+++ Page text +++

Day 17 – Don’t Fear the Dark

I read something this morning about embracing our own darkness and how that will allow us to see the light – the other side of the darkness.  I’ve been experiencing darkness for a couple of days, and I describe that darkness as neediness.  Emotional neediness; I thrive on the opinions of others about me.  I wish it wasn’t so.  I frequently pretend that it isn’t so.  However, it is so. There, I’ve said it.  Not embracing it yet, just feeling the full wave of negative emotion right now.  I’m hot, my muscles are tense, tears are streaming.  For me, this is the darkest part of me that I am currently aware of.  Right this minute I cannot envision a life which is not based around this emotional neediness.  That is not affected greatly by the opinions of others.  The glimpse of light is what I have received so far on this journey.  I don’t care what anybody thinks about my body now.  And that is amazing and a gift I never expected.  But now I want more of that.   I suppose that is what’s on the other side of the pain I am feeling at this very moment.

+++ Supplied entries +++

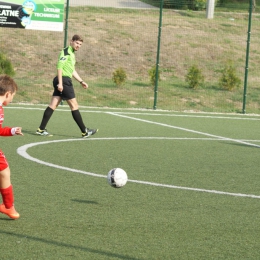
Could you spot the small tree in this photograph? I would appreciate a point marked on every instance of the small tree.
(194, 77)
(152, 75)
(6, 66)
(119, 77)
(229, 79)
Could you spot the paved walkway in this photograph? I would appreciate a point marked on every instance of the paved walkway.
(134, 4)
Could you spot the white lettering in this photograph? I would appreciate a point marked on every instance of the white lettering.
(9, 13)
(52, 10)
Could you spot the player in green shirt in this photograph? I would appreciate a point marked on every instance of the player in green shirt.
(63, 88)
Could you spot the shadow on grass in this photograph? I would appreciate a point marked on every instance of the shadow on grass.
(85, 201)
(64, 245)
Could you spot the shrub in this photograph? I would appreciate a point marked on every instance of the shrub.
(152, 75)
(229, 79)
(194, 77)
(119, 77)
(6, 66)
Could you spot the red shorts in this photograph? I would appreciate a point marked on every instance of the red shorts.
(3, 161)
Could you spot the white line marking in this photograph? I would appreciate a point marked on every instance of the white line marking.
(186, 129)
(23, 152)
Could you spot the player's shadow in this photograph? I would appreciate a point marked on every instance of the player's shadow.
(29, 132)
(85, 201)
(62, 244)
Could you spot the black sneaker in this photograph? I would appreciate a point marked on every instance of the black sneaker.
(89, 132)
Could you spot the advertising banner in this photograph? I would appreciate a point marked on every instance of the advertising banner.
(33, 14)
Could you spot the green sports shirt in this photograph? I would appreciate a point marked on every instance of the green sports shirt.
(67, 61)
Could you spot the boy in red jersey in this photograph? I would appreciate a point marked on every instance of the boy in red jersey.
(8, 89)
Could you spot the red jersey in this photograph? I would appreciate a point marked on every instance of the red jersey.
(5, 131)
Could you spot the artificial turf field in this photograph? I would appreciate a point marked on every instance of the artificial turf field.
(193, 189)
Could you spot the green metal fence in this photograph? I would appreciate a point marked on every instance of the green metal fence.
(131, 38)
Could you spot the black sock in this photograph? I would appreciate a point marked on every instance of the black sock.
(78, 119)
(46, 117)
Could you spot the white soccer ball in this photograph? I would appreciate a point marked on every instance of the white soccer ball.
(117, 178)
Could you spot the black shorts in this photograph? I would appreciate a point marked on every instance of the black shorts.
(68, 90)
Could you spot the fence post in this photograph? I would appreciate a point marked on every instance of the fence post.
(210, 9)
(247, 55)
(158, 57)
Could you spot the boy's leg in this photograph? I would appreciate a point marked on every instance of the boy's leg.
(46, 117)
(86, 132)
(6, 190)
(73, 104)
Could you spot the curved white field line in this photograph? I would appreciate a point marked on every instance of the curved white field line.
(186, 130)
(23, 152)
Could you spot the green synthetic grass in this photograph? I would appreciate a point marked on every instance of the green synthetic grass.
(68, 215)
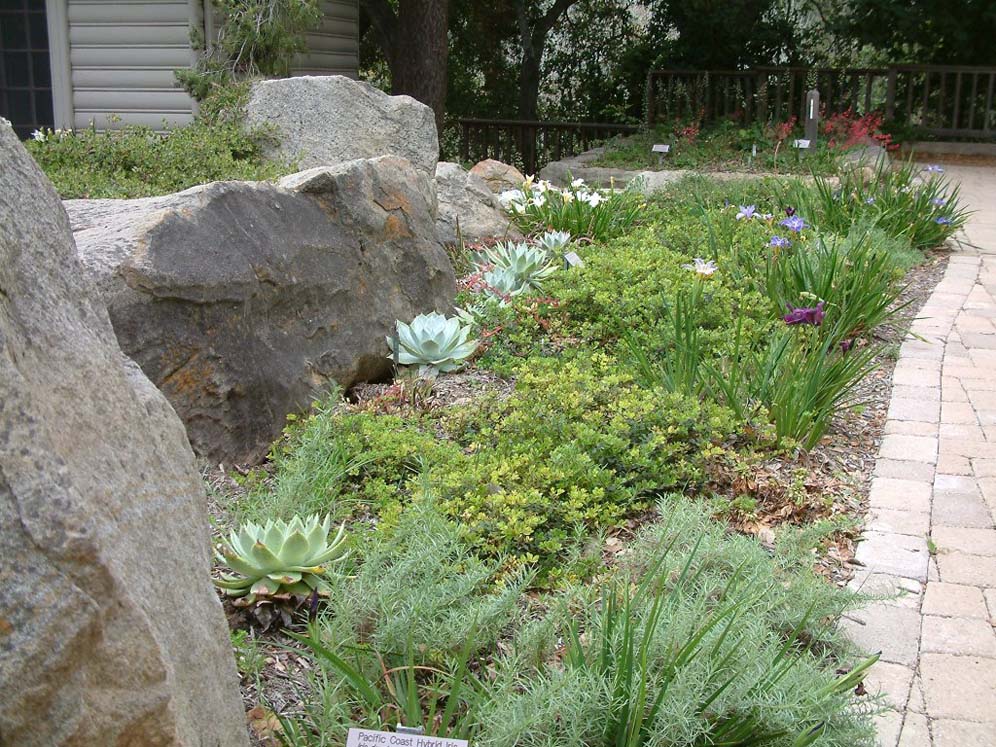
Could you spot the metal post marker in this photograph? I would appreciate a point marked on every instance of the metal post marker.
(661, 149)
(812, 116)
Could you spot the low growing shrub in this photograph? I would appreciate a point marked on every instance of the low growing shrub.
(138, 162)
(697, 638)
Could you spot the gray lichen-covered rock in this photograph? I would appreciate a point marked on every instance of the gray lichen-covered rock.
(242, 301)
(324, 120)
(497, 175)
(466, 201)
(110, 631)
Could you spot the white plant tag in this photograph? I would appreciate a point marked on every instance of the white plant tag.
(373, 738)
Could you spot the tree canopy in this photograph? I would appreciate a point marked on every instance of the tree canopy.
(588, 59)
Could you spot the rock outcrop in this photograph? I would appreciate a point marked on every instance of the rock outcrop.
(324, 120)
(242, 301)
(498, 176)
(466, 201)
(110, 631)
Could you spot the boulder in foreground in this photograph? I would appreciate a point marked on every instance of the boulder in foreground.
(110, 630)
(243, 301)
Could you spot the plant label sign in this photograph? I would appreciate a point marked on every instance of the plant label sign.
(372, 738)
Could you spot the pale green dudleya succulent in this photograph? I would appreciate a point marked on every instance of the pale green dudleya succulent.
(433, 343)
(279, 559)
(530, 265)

+++
+++ Supplied entries +++

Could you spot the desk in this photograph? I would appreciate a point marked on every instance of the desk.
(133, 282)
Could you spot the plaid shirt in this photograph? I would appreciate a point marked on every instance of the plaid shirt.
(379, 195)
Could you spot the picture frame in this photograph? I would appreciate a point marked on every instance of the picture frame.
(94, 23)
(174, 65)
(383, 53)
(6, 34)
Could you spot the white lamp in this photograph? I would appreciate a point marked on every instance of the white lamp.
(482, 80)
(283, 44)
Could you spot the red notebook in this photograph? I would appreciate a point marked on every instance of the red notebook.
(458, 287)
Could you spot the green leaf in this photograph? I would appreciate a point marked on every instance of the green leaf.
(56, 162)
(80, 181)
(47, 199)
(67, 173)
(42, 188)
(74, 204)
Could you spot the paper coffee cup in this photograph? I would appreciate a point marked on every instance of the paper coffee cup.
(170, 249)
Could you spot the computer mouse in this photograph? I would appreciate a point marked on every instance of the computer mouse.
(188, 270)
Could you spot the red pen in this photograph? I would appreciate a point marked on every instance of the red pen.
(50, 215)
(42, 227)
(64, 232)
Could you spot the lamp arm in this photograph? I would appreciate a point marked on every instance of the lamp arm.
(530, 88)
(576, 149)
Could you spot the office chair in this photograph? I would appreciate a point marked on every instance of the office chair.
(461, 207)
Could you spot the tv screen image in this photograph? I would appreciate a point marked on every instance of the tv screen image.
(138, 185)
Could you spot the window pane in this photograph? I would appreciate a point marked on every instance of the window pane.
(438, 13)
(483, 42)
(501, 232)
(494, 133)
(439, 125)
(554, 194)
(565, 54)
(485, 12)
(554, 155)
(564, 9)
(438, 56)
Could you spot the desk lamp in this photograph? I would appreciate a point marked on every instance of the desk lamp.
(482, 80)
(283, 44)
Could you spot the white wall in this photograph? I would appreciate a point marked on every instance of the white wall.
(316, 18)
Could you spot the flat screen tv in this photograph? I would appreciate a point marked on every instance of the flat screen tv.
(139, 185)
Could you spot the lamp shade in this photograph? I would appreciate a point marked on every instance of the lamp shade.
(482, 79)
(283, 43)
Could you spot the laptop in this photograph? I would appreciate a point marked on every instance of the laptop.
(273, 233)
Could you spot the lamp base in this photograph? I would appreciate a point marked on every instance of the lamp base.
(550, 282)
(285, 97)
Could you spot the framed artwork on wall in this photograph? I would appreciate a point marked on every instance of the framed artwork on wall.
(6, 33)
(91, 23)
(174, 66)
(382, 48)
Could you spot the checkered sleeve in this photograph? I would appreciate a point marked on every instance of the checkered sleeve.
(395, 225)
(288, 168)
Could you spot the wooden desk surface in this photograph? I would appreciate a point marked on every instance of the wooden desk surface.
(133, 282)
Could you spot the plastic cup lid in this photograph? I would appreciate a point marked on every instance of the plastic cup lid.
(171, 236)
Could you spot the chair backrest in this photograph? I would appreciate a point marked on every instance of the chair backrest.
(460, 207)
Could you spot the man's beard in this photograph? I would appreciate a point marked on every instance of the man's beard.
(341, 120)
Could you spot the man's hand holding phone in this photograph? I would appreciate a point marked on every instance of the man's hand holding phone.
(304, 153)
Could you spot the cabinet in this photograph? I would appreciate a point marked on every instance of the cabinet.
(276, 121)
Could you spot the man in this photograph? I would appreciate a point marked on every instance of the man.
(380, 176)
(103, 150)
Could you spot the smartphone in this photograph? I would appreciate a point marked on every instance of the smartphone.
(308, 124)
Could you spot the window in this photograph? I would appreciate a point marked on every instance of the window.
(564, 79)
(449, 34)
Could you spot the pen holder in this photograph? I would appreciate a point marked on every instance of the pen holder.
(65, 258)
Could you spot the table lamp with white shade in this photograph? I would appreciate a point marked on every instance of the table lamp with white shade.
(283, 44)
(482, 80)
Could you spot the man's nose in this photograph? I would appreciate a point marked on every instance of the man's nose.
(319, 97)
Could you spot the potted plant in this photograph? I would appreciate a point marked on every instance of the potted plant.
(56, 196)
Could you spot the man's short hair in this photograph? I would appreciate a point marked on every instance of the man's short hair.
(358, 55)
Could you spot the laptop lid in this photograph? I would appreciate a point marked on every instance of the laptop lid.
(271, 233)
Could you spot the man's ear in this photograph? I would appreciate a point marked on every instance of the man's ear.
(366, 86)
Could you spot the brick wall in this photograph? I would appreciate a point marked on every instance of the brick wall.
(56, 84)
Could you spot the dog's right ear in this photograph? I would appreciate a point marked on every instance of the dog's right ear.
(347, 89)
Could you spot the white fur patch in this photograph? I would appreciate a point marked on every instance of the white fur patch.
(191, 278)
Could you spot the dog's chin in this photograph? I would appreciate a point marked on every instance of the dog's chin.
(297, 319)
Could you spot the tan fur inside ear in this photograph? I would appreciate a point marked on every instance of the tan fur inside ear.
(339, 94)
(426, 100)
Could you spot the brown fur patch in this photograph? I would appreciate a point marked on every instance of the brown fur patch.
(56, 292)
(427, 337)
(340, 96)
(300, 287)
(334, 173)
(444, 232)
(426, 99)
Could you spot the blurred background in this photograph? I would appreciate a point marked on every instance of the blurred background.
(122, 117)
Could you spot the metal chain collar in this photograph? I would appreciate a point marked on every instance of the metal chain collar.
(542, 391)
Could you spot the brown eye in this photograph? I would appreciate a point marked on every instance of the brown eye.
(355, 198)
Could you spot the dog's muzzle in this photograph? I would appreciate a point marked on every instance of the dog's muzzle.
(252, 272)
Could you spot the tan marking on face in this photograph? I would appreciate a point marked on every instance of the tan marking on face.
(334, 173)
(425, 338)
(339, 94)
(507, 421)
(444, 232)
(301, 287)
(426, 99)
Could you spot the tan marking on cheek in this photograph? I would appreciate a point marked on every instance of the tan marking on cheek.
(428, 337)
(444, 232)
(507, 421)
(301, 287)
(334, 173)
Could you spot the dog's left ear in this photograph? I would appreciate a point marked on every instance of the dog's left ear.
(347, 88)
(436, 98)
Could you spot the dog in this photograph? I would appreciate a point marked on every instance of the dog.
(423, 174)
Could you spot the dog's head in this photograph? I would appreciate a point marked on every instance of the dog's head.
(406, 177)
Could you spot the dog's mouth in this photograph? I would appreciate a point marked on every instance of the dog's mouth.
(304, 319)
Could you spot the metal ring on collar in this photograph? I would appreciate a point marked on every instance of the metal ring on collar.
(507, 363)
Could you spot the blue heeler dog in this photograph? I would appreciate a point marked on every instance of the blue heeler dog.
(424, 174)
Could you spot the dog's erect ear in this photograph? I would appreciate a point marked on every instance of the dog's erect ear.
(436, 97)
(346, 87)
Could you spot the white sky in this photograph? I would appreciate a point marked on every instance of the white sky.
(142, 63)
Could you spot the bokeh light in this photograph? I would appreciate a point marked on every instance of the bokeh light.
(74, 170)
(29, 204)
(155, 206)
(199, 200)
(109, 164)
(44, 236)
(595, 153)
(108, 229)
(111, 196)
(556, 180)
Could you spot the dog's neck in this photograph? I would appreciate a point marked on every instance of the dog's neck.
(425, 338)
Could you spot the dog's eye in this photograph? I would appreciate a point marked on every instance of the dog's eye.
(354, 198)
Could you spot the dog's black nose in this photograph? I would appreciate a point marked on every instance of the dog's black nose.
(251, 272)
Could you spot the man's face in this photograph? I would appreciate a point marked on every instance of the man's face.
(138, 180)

+++

▶ Given task A:
Answer these questions about the Day 17 journal entry.
(i) What does the writer call the darkness felt for a couple of days?
(ii) What three physical reactions does the writer list while feeling the wave of negative emotion?
(iii) What does the writer now say they do not care about?
▶ Given task B: Translate this sentence from the Day 17 journal entry into Spanish: "I don’t care what anybody thinks about my body now."
▶ Given task C: Write the next few sentences of the Day 17 journal entry, picking up after its final sentence and keeping the same first-person voice.

▶ Exercise answer A:
(i) Neediness, specifically emotional neediness.
(ii) Feeling hot, tense muscles, and streaming tears.
(iii) What anybody thinks about the writer's body.

▶ Exercise answer B: Ahora no me importa lo que nadie piense de mi cuerpo.

▶ Exercise answer C:
Years ago I had no friends, I had no god, I had no hope.  How amazingly grateful am I today that I have loving friends, a loving god, and ever present hope.  I used to drink away the darkness.  Now I do not.  Nor do I smoke it away, or eat it away.  Hope just reared its bonny head.  I am blessed with love from friends and from source, and with the strength to experience emotion.  I don’t ever have to feel this pain again.  I don’t  mean to say that I will not have pain again.  Just not this specific pain.  Because I have the time and the tools, right this moment, to allow healing.  To allow the light.  To wait and feel and wait and feel until I get to neutral.  Like a cork bobbing on the water.  

OK now, to my Landmark teachings.  Ooh, good, I’m starting to bore myself.  Approaching neutrality.  I declare a breakdown.  Ah, closer to neutrality.  I am the possibility of peace, stillness, knowing.  I am the possibility of grace, which can be defined as simple elegance. Now what is the action that leads to peace…stillness…knowing…grace.  Not trying to fix anything.  Meditate.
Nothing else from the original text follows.